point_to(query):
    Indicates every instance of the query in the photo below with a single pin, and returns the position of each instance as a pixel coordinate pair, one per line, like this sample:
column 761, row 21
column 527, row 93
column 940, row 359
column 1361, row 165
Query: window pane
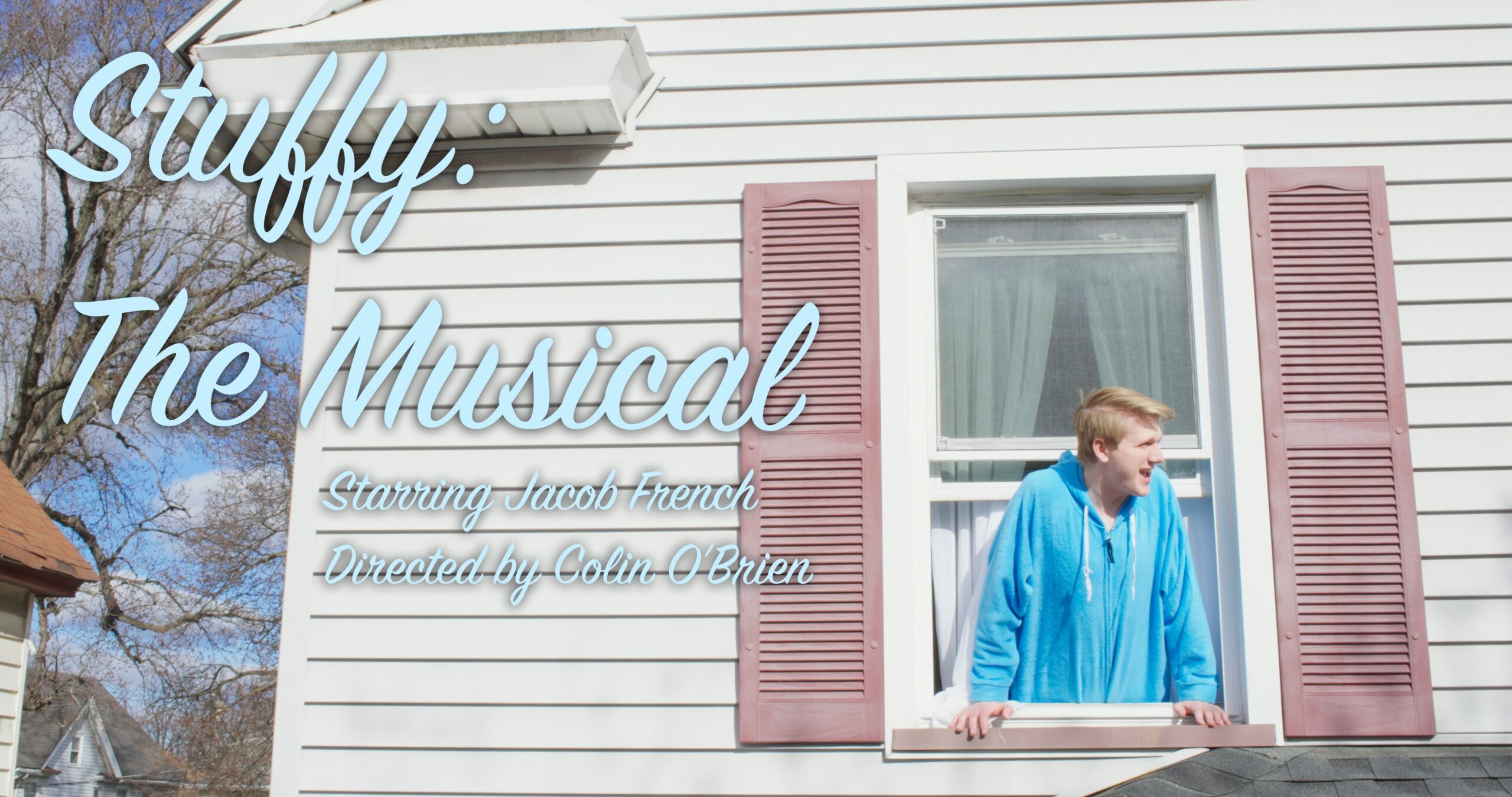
column 1038, row 311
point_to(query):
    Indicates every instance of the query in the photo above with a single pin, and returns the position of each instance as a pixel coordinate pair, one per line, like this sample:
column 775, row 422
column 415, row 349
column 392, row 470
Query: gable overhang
column 562, row 68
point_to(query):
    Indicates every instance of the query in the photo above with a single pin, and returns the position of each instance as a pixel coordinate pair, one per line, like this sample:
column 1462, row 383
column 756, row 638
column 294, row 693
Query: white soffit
column 560, row 67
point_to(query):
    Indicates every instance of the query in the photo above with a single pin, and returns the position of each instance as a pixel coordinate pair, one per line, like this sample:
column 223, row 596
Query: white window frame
column 1234, row 422
column 924, row 212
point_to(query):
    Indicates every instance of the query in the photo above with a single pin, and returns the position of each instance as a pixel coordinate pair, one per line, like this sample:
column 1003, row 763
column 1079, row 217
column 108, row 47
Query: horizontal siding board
column 1426, row 161
column 692, row 465
column 725, row 182
column 516, row 639
column 1030, row 23
column 643, row 9
column 1459, row 404
column 554, row 305
column 1462, row 491
column 1087, row 96
column 549, row 265
column 605, row 772
column 522, row 728
column 1462, row 446
column 1475, row 577
column 1298, row 52
column 1467, row 666
column 1465, row 534
column 1456, row 322
column 1469, row 620
column 1252, row 128
column 1473, row 711
column 1438, row 201
column 1452, row 241
column 524, row 682
column 1451, row 282
column 1458, row 364
column 706, row 184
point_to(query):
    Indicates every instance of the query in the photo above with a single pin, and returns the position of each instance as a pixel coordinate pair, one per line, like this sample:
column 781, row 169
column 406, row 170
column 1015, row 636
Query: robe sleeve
column 995, row 655
column 1189, row 646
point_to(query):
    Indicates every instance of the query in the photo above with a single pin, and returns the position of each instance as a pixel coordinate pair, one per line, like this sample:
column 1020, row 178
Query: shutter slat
column 1349, row 586
column 809, row 655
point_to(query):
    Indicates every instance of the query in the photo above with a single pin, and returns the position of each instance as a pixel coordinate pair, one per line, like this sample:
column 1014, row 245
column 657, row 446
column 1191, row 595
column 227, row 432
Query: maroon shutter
column 1349, row 584
column 811, row 655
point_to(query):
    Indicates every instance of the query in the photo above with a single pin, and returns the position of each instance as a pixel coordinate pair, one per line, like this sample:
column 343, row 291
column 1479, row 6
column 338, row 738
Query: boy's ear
column 1100, row 450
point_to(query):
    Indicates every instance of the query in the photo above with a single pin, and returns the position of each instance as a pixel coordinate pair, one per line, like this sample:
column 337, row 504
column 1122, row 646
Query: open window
column 1029, row 280
column 1036, row 303
column 947, row 288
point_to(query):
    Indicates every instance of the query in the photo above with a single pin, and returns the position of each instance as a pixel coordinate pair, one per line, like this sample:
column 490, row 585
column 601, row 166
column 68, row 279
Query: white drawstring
column 1086, row 550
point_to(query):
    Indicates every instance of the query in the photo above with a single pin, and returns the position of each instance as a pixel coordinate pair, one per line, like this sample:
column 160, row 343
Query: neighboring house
column 1301, row 209
column 35, row 560
column 84, row 743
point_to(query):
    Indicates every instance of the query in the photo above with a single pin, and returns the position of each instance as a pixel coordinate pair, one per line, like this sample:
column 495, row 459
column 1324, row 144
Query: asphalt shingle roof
column 1331, row 772
column 29, row 537
column 136, row 752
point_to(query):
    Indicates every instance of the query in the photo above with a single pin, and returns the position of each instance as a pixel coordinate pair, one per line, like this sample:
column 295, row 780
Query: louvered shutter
column 811, row 655
column 1349, row 586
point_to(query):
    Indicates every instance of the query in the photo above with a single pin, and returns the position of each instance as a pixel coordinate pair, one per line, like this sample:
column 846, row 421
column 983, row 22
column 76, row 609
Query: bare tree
column 187, row 524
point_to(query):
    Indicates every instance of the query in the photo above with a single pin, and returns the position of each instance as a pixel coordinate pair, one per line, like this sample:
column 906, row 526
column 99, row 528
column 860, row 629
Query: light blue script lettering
column 354, row 350
column 336, row 164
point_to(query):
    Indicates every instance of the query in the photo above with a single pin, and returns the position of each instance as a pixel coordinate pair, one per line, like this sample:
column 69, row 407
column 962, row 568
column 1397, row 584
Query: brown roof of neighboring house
column 32, row 550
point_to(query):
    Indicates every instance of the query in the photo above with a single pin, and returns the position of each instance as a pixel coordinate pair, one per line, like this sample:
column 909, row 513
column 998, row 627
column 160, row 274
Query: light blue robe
column 1073, row 613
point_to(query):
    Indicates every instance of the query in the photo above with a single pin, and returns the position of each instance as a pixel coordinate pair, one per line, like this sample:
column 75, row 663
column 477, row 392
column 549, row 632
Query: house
column 35, row 560
column 84, row 743
column 1302, row 211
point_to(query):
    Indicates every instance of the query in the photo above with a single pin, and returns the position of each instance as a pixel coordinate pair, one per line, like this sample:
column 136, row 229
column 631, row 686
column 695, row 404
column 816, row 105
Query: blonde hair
column 1104, row 416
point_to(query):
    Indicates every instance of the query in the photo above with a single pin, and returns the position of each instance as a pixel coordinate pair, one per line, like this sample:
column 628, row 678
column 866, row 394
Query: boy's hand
column 1204, row 713
column 977, row 717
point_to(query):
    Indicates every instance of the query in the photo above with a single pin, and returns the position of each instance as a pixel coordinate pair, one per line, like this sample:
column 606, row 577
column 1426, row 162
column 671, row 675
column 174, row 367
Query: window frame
column 1216, row 177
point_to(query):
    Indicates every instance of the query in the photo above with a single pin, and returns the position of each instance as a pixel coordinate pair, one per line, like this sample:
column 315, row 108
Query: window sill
column 1139, row 737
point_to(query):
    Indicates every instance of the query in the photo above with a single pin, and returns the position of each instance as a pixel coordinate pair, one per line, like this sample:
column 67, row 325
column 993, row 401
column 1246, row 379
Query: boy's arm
column 1189, row 646
column 995, row 654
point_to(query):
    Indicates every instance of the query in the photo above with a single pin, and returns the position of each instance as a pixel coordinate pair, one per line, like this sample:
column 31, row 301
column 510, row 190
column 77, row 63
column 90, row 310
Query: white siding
column 449, row 691
column 14, row 602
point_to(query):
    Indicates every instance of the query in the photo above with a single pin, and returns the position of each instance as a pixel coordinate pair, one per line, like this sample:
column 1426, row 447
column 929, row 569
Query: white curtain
column 1140, row 338
column 960, row 542
column 995, row 339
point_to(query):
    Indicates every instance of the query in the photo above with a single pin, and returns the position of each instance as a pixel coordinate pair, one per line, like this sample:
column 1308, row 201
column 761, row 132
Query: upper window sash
column 927, row 211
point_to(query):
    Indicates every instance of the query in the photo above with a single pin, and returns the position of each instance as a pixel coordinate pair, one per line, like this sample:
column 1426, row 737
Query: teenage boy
column 1091, row 593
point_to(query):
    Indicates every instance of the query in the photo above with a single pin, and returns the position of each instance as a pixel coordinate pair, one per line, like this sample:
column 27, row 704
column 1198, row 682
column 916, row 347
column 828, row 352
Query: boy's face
column 1133, row 462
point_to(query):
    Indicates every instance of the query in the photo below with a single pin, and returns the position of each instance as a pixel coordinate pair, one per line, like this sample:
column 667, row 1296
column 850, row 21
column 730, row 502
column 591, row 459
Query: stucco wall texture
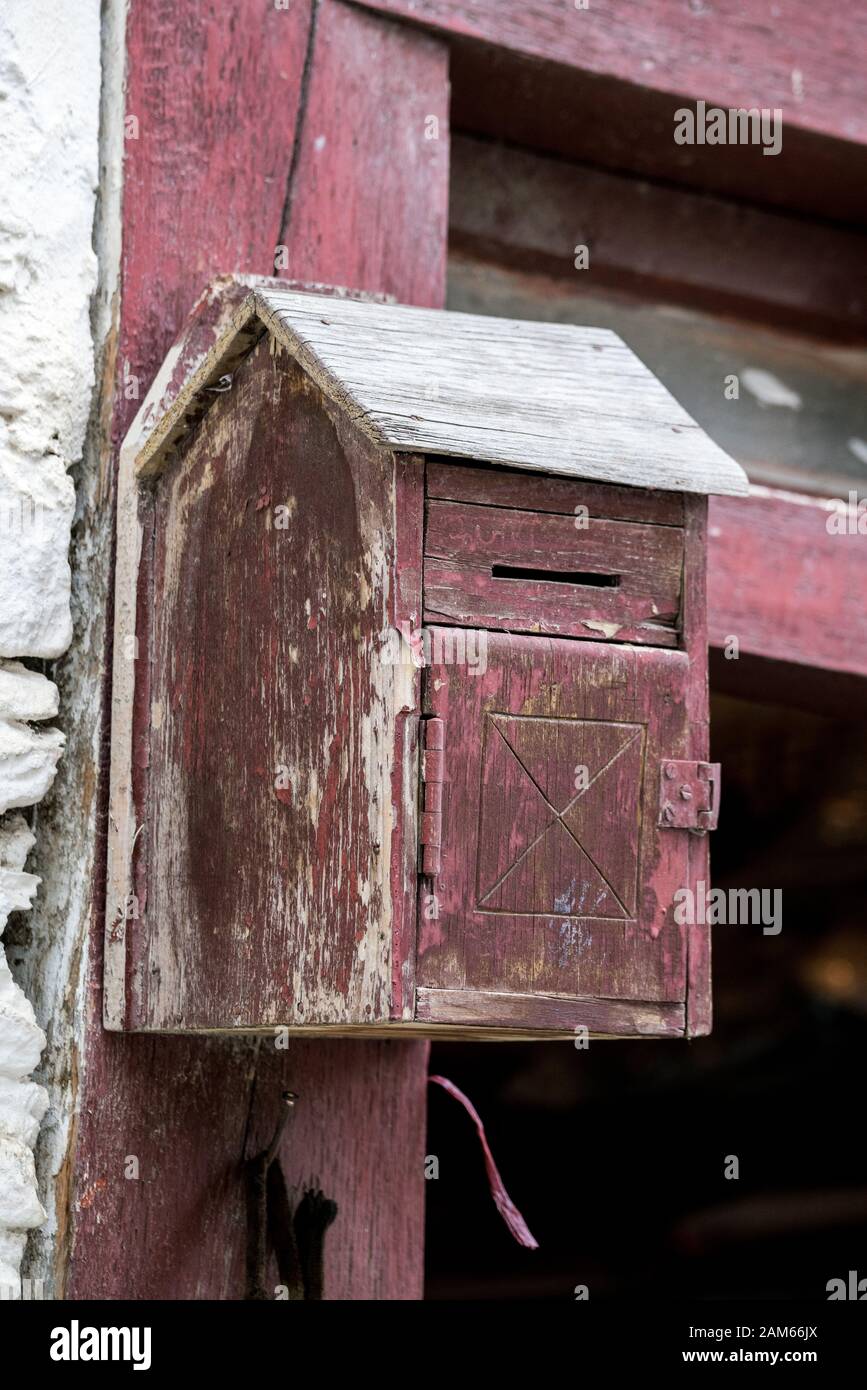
column 49, row 175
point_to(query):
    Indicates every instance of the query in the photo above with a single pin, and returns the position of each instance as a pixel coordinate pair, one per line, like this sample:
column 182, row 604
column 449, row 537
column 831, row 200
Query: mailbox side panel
column 274, row 869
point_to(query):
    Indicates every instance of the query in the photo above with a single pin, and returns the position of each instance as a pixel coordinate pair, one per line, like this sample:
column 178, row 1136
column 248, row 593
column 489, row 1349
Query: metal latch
column 432, row 765
column 689, row 795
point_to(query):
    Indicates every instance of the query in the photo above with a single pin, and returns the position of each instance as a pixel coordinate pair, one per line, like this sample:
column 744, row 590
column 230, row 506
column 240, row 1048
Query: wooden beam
column 656, row 241
column 603, row 85
column 236, row 127
column 787, row 587
column 764, row 53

··········

Set down, unchanged, only those lines above that fall between the line with "column 909, row 513" and the line with "column 315, row 108", the two end lines included.

column 909, row 513
column 998, row 627
column 160, row 274
Query: light blue robe
column 1073, row 613
point_to(query):
    Indicates every instance of the query in the photo above with a single pin, and returns the position of each instance as a pixel coordinate pair, one per line, like this sample:
column 75, row 663
column 477, row 392
column 549, row 632
Query: house
column 35, row 560
column 84, row 743
column 1302, row 211
point_to(query):
    Indicates every instance of the query in the photo above with a single pin, and returns the position of each instance as a pixel coordinate pair, one per line, like this sample:
column 136, row 229
column 631, row 686
column 695, row 404
column 816, row 105
Query: blonde hair
column 1104, row 416
point_to(query):
    Indicates every instance of the query in the photo above with a single pin, and returns the position of each instance as a pixel coordinate pair, one per line, like this sample:
column 628, row 678
column 866, row 394
Query: boy's hand
column 1204, row 713
column 977, row 717
point_to(query):
    Indicates every instance of the query in the photo above with a single pin, and returns the position of each instance as a pixel coordinate pair, one per line, like this sample:
column 606, row 577
column 1426, row 162
column 671, row 675
column 174, row 367
Query: window frame
column 1216, row 177
point_to(query):
    Indicates every instance of the query in the photo above with a single pin, and returns the position of each instance as a pixel coordinate pair, one per line, like this sample:
column 315, row 108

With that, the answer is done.